▶ _作業内容_
(a) ELEKSに関するレポートについて、次の記述がそれぞれ本文の内容と一致するかを「はい」または「いいえ」で判定し、判断の決め手となる本文の語句を正確に引用してください。(i) ELEKSは28年の歴史を持つ企業である。(ii) ELEKSはアメリカのIT評価サービス「Clutch」で中程度の評価を受けている。(iii) 日本企業のオフショア開発は、要件定義の後に開発を丸投げするスタイルが中心であった。
(b) ELEKSに関するレポートを、最後の文に続けて書き継いでください。

▶ _本文抜粋_
+++
【レポート】ELEKS:次世代SIがDXとデジタルビジネス・イノベーションを推進する

近年になってDX(デジタル・トランスフォーメーション)という言葉がやっと浸透を始めた日本に対し、既に欧米では実行フェーズが進んでいます。本プログラムは、従来型のオフショア開発の委託先としてではなく、価値創造のパートナーとして最先端を進むELEKSの開発スタイルやビジネスモデルを通して、日本企業に必要なマインドセット変革を学ぶことができました。 講師を務めたのはELEKSアドバイザーの田井 昭様、北米支部長のDave Pacanowsky様、R&D部長のYuryev Vitalii様。加えて日本企業の共同開発事例として、DBICメンバーの大日本印刷と野村総合研究所からもプレゼンテーションをしていただきました。本レポートでは講演内容を再構成してお伝えします。

SoRとSoEの両方に対応するビジネスパートナー

田井 昭様(ELEKSアドバイザー / 元コニカミノルタ執行役員 / IoT Link Labo 代表) 田井:ウクライナ発のグローバルIT企業、と言われても日本の皆さんには馴染みがないかもしれませんが、ウクライナは欧米では伝統的にオフショア開発の中心地であり、なかでもELEKSはアメリカのIT評価サービス「Clutch」で最高評価を受けています。 近年、従来型の企業内システム開発である「SoR(System of Record)」と、顧客との高速なエンゲージメントに注力した「SoE(System of Engagement)」という概念が流行りましたが、ELEKSは28年の歴史を通してその両方に対応しつつ、本質的な意味でのアジャイル開発を実行している稀有なIT企業です。 日本企業がやってきたオフショア開発は、要件定義したら開発は丸投げし、半年や一年後の納品を待つ、というスタイルが中心でした。一方、ELEKSはクライアントと共に課題に対するソリューションを考えて、アジャイル開発でどんどんPoCをつくっていきます。このスピード感のグローバルスタンダードを体感できるのが、日本企業がELEKSと組む最大のメリットのひとつでしょう。 スマホのアプリやクラウドサービス単体であれば、日本にも優秀な企業はたくさんあるでしょう。しかし、エンタープライズモデルでSoRからSoEまでワンストップでソリューションが提供できるIT企業は、なかなかありません。 更に、ELEKSならカメラやセンサーやモーターと言った日本企業が得意なデバイスコントロールや組込から、バックエンドシステムまでカバーできます。ELEKSは日本企業が協業し、共に成長できるビジネスパートナーなのです。
+++
データ行

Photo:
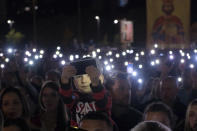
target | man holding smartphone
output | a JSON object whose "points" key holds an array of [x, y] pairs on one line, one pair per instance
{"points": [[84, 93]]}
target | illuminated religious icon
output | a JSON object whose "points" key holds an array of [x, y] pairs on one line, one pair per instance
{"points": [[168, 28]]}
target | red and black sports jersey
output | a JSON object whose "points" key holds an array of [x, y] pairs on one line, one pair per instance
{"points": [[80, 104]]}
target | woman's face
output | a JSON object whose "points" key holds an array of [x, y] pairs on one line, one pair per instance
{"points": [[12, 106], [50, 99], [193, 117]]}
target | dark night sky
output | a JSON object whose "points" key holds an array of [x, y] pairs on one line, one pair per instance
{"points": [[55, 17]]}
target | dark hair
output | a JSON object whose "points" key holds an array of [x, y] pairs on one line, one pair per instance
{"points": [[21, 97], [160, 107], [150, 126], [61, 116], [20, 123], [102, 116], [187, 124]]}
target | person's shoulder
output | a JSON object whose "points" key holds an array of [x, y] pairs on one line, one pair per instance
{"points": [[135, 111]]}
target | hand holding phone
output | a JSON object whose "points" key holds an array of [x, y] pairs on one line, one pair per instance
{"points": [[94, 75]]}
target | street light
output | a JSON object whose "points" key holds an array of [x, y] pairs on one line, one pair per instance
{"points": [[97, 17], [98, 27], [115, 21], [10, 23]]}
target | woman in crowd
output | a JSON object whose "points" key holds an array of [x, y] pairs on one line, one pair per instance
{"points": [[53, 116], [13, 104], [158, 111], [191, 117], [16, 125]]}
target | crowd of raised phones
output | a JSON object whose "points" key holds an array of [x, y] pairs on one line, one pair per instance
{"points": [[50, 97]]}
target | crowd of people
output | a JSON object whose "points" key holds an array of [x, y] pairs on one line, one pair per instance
+++
▶ _作業別結果_
(a)
(i) はい。「ELEKSは28年の歴史を通してその両方に対応しつつ」
(ii) いいえ。「なかでもELEKSはアメリカのIT評価サービス「Clutch」で最高評価を受けています。」
(iii) はい。「要件定義したら開発は丸投げし、半年や一年後の納品を待つ、というスタイルが中心でした。」

(b)
ELEKSが他のソフトウェアベンダーと差別化できている点

Dave Pacanowsky様(ELEKS 北米支部長) Pacanowsky:ELEKSが他のソフトウェアベンダーと差別化できている最大の点は、優秀な専門人材を多数抱えている点と、多様な業種や技術における課題解決の経験値です。 企業のサイズ感としても、グローバルに高品質なサービスを提供できて、なおかつ個々の案件の細部まで目が行き届く規模を維持するように心がけています。 そしてもちろん、アジャイル開発による圧倒的なスピードには自信があります。これについてはアメリカの有名な投資家ウォーレン・バフェットの言葉を引用させてください。 ある日、バフェットが投資家から「どうしてシステム開発は利益を生むまでこんなに時間がかかるのか?」と質問されました。それに対して彼は「妊婦さんを9人集めたからと言って、出産までにかかる時間が1ヶ月に短縮されることはありません。絶対に9ヶ月かかるものなのです」と答えたそうです。 この例で言えば、ELEKSは4〜5ヶ月くらいまで短縮するお手伝いができます。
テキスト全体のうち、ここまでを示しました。